■ Trecho selecionado
A inscrição em programas governamentais como gestão de projeto
O mercado editorial assistiu recentemente, um tanto atônito, a um verdadeiro pandemônio, e esse pandemônio teve nome: PNLD 2018 Literário.
Depois de descontinuar o PNBE – Programa Nacional Biblioteca na Escola, em 2014, e deixar de adquirir obras de literatura para a rede de escolas públicas, o MEC – Ministério da Educação e Cultura, finalmente lançou um edital, de caráter transitório, voltado especificamente a esse tipo de obra, chamado de PNLD 2018 Literário.
Desde o início de abril, quando se lançou o edital, até a conclusão da etapa de inscrição das obras, os questionamentos foram quase diários, entre editores, dos editores ao FNDE – Fundo Nacional de Desenvolvimento da Educação – órgão responsável pela gestão do programa em colaboração com a Secretaria de Educação Básica (SEB) e com a Secretaria de Educação Continuada, Alfabetização, Diversidade e Inclusão (SECADI) – e entre editoras e entidades de classe, notadamente CBL – Câmara Brasileira do Livro e Abrelivros – Associação Nacional de Editores de Livros Escolares.

■ Dados fornecidos
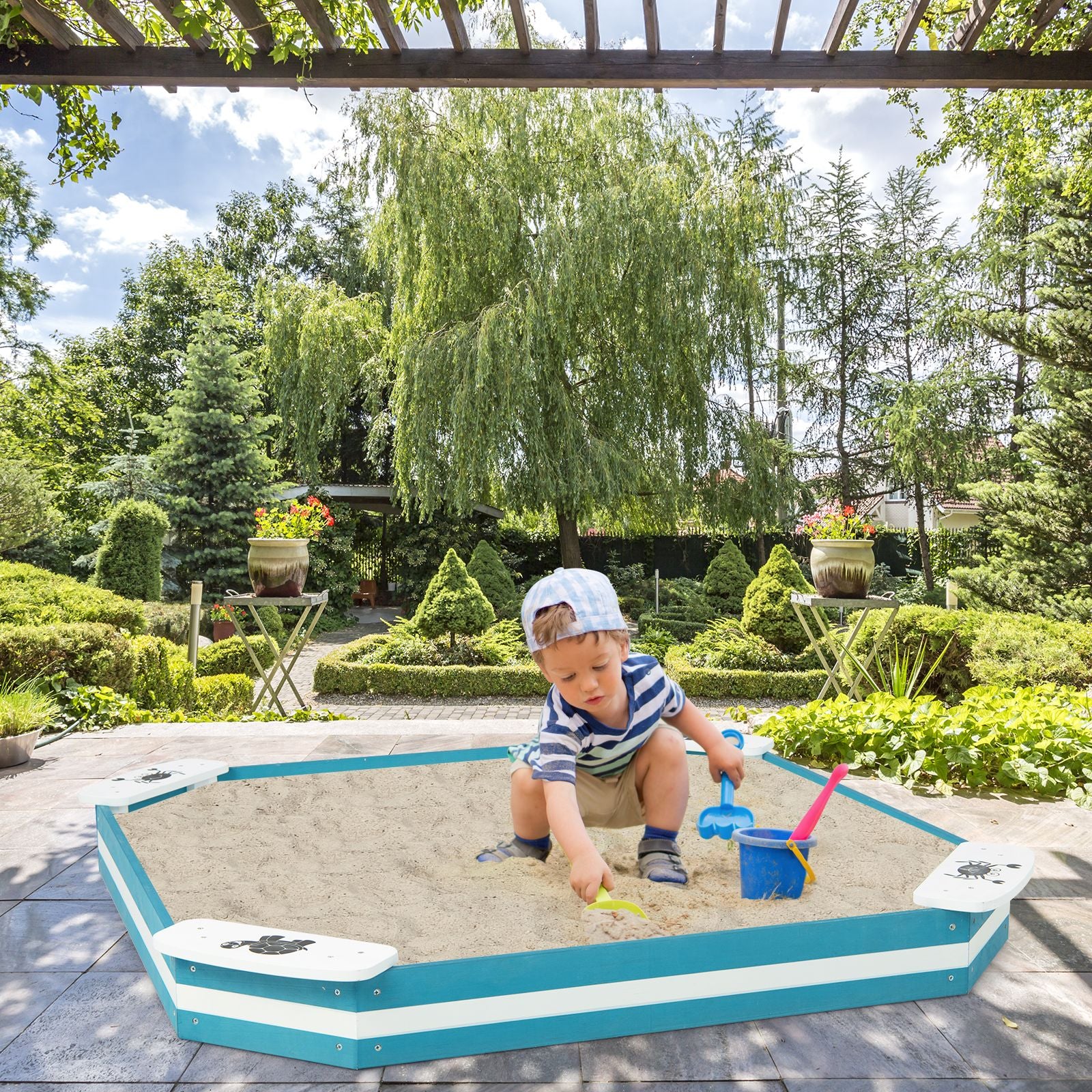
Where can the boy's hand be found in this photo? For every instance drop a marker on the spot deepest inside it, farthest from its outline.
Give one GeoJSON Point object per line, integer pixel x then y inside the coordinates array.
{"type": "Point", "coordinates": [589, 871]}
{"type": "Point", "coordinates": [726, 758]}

■ Enunciado
Quais siglas o trecho sobre o PNLD 2018 Literário apresenta acompanhadas do nome por extenso? Liste cada uma com o respectivo nome.

■ Resolução
- PNBE: Programa Nacional Biblioteca na Escola
- MEC: Ministério da Educação e Cultura
- FNDE: Fundo Nacional de Desenvolvimento da Educação
- SEB: Secretaria de Educação Básica
- SECADI: Secretaria de Educação Continuada, Alfabetização, Diversidade e Inclusão
- CBL: Câmara Brasileira do Livro
- Abrelivros: Associação Nacional de Editores de Livros Escolares